═══ EXTRAIT DU DOCUMENT ═══

Chroniques

par bertrand bolognesi

Mauro Lanza et Raphaël Cendo
Champ d’Action

Musica / Cité de la Musique et de la Danse, Strasbourg
- 22 septembre 2009
le jeune compositeur italien Mauro Lanza photographié par Frédéric Desmesures
© frédéric desmesures

Voilà deux compositeurs nés la même année (1975) qui développent leur style à l’opposé, ce que l’ensemble flamand Champ d’Action s’attelle à démontrer avec ce programme croisé qui enserre le maniérisme de l’un dans la brutalité de l’autre.

L’un : le Vénitien Mauro Lanza, professeur et chercheur à l’IRCAM et à l’Université McGill de Montréal. L’on entend d’abord Erba nera che cresci segno nero tu vivi, une pièce écrite entre 1999 et 2001 pour soprano et sons de synthèse, empruntant aux Prime prose italiane d’Amelia Rosselli (1954). Force est de reconnaître qu’une fois de plus, la performance vocale de Donatienne Michel-Dansac est superbement menée. L’œuvre n’en paraîtra pas moins pauvre, pourtant, truffée de couleurs new age – certes, tout matériau se révèlera bon à qui invente… Plus récent, Aschenblume (2002) pour ensemble évite adroitement ce travers, sans pour autant parvenir à retenir l’écoute sur un surplace assez terne. Pourtant, malgré ce ton boudeur, il nous semble pouvoir percevoir dans ces deux pièces une promesse dont l’éclosion serait à guetter.

═══ INFORMATIONS EXTRAITES ═══

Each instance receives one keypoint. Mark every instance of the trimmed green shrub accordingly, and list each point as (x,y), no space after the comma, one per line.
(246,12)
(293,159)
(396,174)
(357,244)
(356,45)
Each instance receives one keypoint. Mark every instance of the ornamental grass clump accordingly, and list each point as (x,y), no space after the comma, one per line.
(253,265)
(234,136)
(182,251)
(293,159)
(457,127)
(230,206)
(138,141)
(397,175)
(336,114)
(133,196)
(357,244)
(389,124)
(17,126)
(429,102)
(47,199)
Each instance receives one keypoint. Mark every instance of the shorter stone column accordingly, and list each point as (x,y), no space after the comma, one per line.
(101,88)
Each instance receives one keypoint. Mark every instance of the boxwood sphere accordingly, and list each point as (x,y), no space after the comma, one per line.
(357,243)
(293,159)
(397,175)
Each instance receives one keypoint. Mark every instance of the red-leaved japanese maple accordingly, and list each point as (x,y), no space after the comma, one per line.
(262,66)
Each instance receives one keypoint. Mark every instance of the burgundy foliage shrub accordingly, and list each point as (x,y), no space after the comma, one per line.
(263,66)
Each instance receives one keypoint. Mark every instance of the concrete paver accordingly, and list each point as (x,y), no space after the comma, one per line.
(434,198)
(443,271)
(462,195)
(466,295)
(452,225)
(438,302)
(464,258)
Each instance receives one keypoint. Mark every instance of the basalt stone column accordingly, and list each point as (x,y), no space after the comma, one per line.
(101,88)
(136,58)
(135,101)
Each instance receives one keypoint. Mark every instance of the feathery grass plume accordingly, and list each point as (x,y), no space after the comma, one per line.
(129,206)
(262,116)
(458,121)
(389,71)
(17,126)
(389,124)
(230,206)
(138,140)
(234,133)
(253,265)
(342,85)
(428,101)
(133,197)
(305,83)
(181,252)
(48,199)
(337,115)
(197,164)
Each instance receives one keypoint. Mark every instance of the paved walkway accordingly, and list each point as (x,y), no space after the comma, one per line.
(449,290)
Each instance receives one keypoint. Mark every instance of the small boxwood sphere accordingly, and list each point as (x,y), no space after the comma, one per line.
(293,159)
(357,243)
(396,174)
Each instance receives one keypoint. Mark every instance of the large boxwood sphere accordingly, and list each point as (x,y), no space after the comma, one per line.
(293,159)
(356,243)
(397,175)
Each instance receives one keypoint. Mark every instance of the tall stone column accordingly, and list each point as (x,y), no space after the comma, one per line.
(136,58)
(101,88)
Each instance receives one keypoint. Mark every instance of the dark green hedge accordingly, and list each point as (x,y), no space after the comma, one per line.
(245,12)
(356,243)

═══

CONSIGNE: Poursuivez la chronique du concert de Champ d’Action consacré à Mauro Lanza et Raphaël Cendo, en reprenant après sa dernière phrase.

RÉPONSE:
Régulièrement présent dans la « contemporaine », Raphaël Cendo, aujourd’hui sur le chemin de Rome (Villa Médicis), a, jusqu’à présent, favorablement frappé. On connaît sa puissance, le paroxysme des saturations dont il fait volontiers usage, et la hargne de son geste. Dans Action Painting, conçue il y a cinq ans, captive le frémissement de la découverte du soi musicien [lire notre chronique du 11 septembre 2005]. Mais Action Directe, de 2007, déçoit par l’académisme auto-complaisant qui le menace, répétant et clamant stérilement sa manière. L’énergie est bel et bien au rendez-vous, cette énergie particulière de Cendo, mais cruellement doublée soit d’un enfermement naïf soit d’une pose suffisante. Et lorsqu’on en aura dit la grande cadence solistique (clarinette basse) fleurant son vieux concerto, le lecteur pourrait bien être tenté de conclure lui-même.

Construire son œuvre n’est pas chose aisée ; à trente-cinq ans, nul doute que l’artiste, s’il peut avoir quelque nécessité de se reposer un peu dans le confort d’un style que nous aimons à ne croire que momentanément immobilisé, est loin d’avoir déjà tout dit. Patience, donc.